___ THE DATA

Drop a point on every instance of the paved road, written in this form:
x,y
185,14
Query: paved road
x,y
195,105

______

**TASK DIRECTIONS**
Each record must be returned in full and exactly.

**RESPONSE BELOW**
Drop a point on every instance of the paved road, written in this form:
x,y
185,14
Query: paved road
x,y
195,105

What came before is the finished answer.